[Records of labeled points]

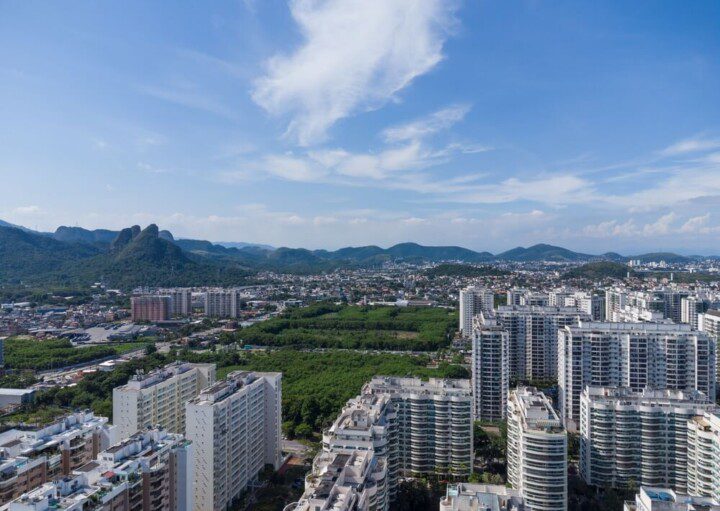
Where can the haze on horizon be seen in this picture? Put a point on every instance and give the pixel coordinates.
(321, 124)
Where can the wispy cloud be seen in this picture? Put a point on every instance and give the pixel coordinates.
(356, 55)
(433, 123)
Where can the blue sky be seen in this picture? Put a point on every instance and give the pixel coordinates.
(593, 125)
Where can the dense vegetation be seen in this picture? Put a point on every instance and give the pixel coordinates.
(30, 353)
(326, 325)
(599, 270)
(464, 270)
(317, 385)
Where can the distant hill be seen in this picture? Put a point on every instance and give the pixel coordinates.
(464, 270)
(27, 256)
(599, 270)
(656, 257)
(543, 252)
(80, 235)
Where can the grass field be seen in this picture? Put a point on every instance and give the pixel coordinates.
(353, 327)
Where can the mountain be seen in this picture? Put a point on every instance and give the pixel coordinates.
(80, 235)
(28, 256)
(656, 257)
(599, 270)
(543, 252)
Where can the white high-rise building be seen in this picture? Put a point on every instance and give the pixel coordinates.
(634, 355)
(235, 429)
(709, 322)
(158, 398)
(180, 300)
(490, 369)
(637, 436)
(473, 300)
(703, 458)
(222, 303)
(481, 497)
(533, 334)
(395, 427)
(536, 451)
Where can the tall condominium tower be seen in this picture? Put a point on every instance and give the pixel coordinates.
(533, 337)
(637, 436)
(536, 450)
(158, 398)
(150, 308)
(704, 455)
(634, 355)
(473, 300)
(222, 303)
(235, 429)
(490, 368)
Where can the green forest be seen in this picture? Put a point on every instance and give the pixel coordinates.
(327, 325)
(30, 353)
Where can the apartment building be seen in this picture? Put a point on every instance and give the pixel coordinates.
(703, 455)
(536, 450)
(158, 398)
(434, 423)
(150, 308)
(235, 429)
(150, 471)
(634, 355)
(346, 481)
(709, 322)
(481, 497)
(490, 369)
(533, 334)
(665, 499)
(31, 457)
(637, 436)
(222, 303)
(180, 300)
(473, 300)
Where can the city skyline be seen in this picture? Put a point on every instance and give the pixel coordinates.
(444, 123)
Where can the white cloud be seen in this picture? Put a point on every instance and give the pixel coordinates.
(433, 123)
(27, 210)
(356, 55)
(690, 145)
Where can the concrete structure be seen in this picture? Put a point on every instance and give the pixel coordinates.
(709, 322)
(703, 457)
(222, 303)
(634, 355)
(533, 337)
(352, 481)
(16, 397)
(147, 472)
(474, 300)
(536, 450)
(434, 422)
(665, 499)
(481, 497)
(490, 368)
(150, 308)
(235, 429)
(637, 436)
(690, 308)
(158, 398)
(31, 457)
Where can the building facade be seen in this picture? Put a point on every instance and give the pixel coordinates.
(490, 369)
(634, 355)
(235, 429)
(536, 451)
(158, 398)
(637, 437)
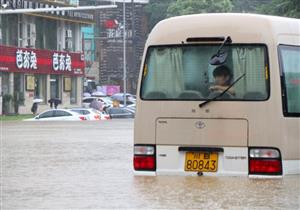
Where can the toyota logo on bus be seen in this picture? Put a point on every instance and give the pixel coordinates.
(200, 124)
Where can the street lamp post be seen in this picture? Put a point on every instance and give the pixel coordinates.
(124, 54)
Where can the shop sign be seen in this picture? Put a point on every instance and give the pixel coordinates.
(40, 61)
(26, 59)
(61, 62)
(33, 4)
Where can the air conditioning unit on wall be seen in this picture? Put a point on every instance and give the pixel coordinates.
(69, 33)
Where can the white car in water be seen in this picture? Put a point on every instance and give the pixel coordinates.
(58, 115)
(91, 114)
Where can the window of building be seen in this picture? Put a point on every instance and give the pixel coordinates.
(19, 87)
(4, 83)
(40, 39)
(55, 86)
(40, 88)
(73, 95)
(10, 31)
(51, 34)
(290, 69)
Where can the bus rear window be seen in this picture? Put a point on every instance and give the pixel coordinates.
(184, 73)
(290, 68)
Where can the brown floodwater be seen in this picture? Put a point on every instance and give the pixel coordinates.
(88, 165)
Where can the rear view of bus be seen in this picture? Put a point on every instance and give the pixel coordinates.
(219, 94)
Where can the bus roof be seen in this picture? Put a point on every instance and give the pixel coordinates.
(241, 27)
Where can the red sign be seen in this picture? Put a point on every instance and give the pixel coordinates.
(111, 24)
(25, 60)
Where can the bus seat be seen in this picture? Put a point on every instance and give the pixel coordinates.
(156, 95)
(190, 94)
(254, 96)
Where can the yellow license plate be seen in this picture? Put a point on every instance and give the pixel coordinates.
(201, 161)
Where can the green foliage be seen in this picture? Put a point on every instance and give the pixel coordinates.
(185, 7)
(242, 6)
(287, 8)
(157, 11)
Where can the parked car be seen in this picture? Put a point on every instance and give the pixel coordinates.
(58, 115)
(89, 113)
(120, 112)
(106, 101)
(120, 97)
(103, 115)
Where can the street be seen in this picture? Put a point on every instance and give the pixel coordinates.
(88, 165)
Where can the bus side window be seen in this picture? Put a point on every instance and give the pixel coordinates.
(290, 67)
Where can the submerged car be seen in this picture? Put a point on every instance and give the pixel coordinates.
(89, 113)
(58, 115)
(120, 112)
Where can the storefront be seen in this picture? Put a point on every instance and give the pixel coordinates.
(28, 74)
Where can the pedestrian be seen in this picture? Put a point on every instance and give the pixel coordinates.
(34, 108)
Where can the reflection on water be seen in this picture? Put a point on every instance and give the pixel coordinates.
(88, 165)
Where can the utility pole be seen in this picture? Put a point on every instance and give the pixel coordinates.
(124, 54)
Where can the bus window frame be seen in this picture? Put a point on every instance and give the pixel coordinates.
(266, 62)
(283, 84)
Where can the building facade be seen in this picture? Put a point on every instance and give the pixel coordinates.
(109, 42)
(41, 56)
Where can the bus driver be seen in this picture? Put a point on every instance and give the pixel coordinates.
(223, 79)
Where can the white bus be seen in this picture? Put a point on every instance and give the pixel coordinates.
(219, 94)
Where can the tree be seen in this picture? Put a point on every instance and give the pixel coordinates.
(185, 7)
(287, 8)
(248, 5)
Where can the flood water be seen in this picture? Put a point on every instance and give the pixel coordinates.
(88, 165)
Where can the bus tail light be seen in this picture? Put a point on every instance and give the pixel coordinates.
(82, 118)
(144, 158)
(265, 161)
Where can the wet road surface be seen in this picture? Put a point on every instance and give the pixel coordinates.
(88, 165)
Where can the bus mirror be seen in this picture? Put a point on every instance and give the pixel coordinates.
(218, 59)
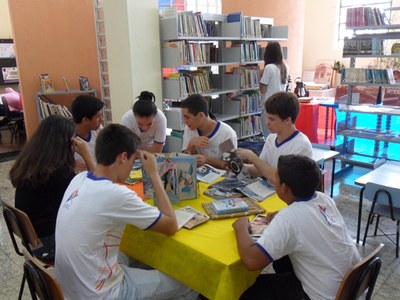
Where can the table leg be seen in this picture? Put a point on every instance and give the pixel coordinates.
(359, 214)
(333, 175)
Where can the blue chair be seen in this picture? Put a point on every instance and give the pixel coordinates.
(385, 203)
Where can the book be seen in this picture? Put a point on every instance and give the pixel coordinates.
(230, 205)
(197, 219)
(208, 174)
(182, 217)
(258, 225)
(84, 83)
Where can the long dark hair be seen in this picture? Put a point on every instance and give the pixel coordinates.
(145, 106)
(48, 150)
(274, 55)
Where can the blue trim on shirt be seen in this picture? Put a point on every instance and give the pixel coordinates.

• **WORK TO COMPLETE**
Except for the pictures, copy the material above exactly.

• **ANSWER BELOW**
Where can the haze on horizon be seen in this picture? Put a point on every instance and give the pixel coordinates.
(321, 124)
Where can the wispy cloud be seen in this picture? Put a point on every instance and give the pixel coordinates.
(356, 55)
(433, 123)
Where can the blue sky be seen in this picture? Put a point on every instance and give the pixel coordinates.
(593, 125)
Where can the dense vegetation be seen in this picture? Put a point on every instance and give the pixel coordinates.
(30, 353)
(326, 325)
(599, 270)
(464, 270)
(317, 385)
Where can the distant hill be seen in this picture? Put a point on every instance and give the pixel coordinates.
(464, 270)
(27, 256)
(599, 270)
(656, 257)
(543, 252)
(80, 235)
Where can the grass field be seen in this picture? Put a point on every instance and give the pixel coordinates.
(353, 327)
Where can the mountain be seen in this picture? Put a point on every instance and give the pixel coordinates.
(80, 235)
(28, 256)
(656, 257)
(599, 270)
(543, 252)
Where can the white high-rise building be seen in this picture? Put a point on every instance and give the pixel coordinates.
(634, 355)
(235, 429)
(709, 322)
(158, 398)
(180, 300)
(490, 369)
(637, 436)
(473, 300)
(703, 458)
(222, 303)
(481, 497)
(533, 334)
(395, 427)
(536, 451)
Where can the tall condominium tower be seen in this picture? Put a point on every instance and give the pixel coordinates.
(533, 337)
(637, 436)
(536, 450)
(158, 398)
(150, 308)
(704, 455)
(634, 355)
(473, 300)
(222, 303)
(235, 429)
(490, 368)
Where can the green forest be seen in this picture? Put a point on every instance and give the pixel coordinates.
(327, 325)
(30, 353)
Where can the apartment building be seen in this picture? Put a point on every instance and give the pixel coordinates.
(703, 455)
(536, 450)
(158, 398)
(434, 423)
(150, 308)
(235, 429)
(150, 471)
(634, 355)
(346, 481)
(709, 322)
(481, 497)
(490, 369)
(533, 334)
(665, 499)
(31, 457)
(637, 436)
(222, 303)
(180, 300)
(473, 300)
Where can the city skyline be seen in this picture? Put a point on every instance and give the pixel coordinates.
(444, 123)
Where can the white cloud be seen in this picture? Put a point on every instance and give the pixel coordinates.
(433, 123)
(27, 210)
(356, 55)
(690, 145)
Where can the concrete structure be seen in this picture? Put a point on every instance and give the pixel coordinates.
(709, 322)
(703, 457)
(222, 303)
(634, 355)
(533, 337)
(352, 481)
(16, 397)
(147, 472)
(474, 300)
(536, 450)
(434, 422)
(665, 499)
(481, 497)
(490, 368)
(150, 308)
(235, 429)
(637, 436)
(690, 308)
(158, 398)
(31, 457)
Where can the building facade be seen in this picture? Put a point on every instance and give the pixel coordinates.
(490, 369)
(634, 355)
(235, 429)
(536, 451)
(158, 398)
(637, 437)
Where can the toyota logo on bus be seen in this picture? Put a point on every instance and give the pixel coordinates.
(200, 124)
Where can the street lamp post be seen in this picture? Put a point on every instance and give the pixel coordinates.
(124, 54)
Where can the shop sign be seen in this picture? Put a point on every instance and give the pixel coordinates.
(40, 61)
(26, 59)
(61, 62)
(33, 4)
Where can the air conditioning unit on wall be seen in this picture? Put a point on every instance and give the pixel coordinates.
(69, 33)
Where can the white car in water be seen in this picture? Put a point on every instance and give the pixel coordinates.
(58, 115)
(91, 114)
Where can the window of building be seen in this picture? Put a point on every instance and give the pixel coordinates.
(19, 87)
(4, 83)
(40, 39)
(55, 86)
(40, 88)
(73, 95)
(10, 31)
(51, 34)
(290, 69)
Where can the bus rear window be seen in this picture? Put a point on every instance and give the pixel coordinates.
(184, 73)
(290, 68)
Where can the brown floodwater be seen in this picture? Put a point on every instance and give the pixel coordinates.
(88, 165)
Where can the rear view of bus be seen in this picture? Put a point on every instance and give the pixel coordinates.
(219, 94)
Where can the bus roof be seen in this picture? Put a point on every instance and give the pixel coordinates.
(241, 27)
Where can the red sign be seen in this picture? Put a point on every instance and give the pixel coordinates.
(111, 24)
(25, 60)
Where can the bus seat be seen in this picture? Put a point on every instance and give the pixel coordinates.
(156, 95)
(190, 94)
(254, 96)
Where can the yellow license plate be seen in this picture? Put a point on every instance and give the pixel coordinates.
(201, 161)
Where can the green foliage be seen in this picture? Put a point on every instance and give the pixel coordinates.
(185, 7)
(242, 6)
(287, 8)
(157, 11)
Where can the parked car be seen in this picture? Put a point on every instance and give the pixel coordinates.
(58, 115)
(89, 113)
(120, 112)
(106, 101)
(120, 97)
(103, 115)
Where can the street be seen in this picture? Put a point on every instance and give the pixel coordinates.
(88, 165)
Where can the bus side window be seen in this picture? Put a point on every instance and give the pixel coordinates.
(290, 67)
Where can the submerged car be seen in this picture? Put a point on every instance and give the pixel coordinates.
(89, 113)
(58, 115)
(120, 112)
Where can the storefront be seen in this picture? Put a point on every instance and give the pixel coordinates.
(28, 74)
Where can the pedestrian be seen in this picture? Put a point on every instance and give the pixel coordinates.
(34, 108)
Where can the reflection on water be seen in this picture? Put a point on every instance and give the pixel coordinates.
(88, 165)
Where can the utility pole be seen in this picture? Put a point on every instance and give the pixel coordinates.
(124, 54)
Where can the bus window frame be seen in this picture? Put a point on every instance and give the pixel coordinates.
(266, 62)
(283, 84)
Where can the building facade be seen in this picture? Put a point on every instance and give the pixel coordinates.
(109, 42)
(41, 56)
Where can the bus driver be seen in this picture? Put a point on every instance and give the pixel coordinates.
(223, 79)
Where can the white bus be seen in this picture? Put a point on every instance and give the pixel coordinates.
(219, 94)
Where can the tree be seen in this picture? Put a point on every instance and give the pixel coordinates.
(185, 7)
(287, 8)
(248, 5)
Where can the flood water be seen in this picture? Put a point on every instance and give the pixel coordinates.
(88, 165)
Where can the bus tail light be seen in this picture? Put a point on every instance and give the pixel coordinates.
(82, 118)
(144, 158)
(265, 161)
Where can the wet road surface be seen in this picture? Put a point on every instance and give the pixel coordinates.
(88, 165)
Where can the bus mirror be seen in this picture? Put a point on every instance and give the pixel coordinates.
(218, 59)
Where can the table leg be seen in this picture? Put a point on every instance and give the pixel coordinates.
(359, 214)
(333, 175)
Where can the blue chair be seen in this picture? Put a point on every instance and give the pixel coordinates.
(385, 203)
Where can the book be seen in this picture? Put a point on every instance and give the pixel coordinates.
(230, 205)
(197, 219)
(208, 174)
(182, 217)
(258, 225)
(84, 83)
Where can the long dark hair be seen in this picture? Put a point on every instance and give the pixel coordinates.
(145, 106)
(48, 150)
(274, 55)
Where can the blue trim on shirt be seen in this picture? Put a point on every instance and give the pixel coordinates.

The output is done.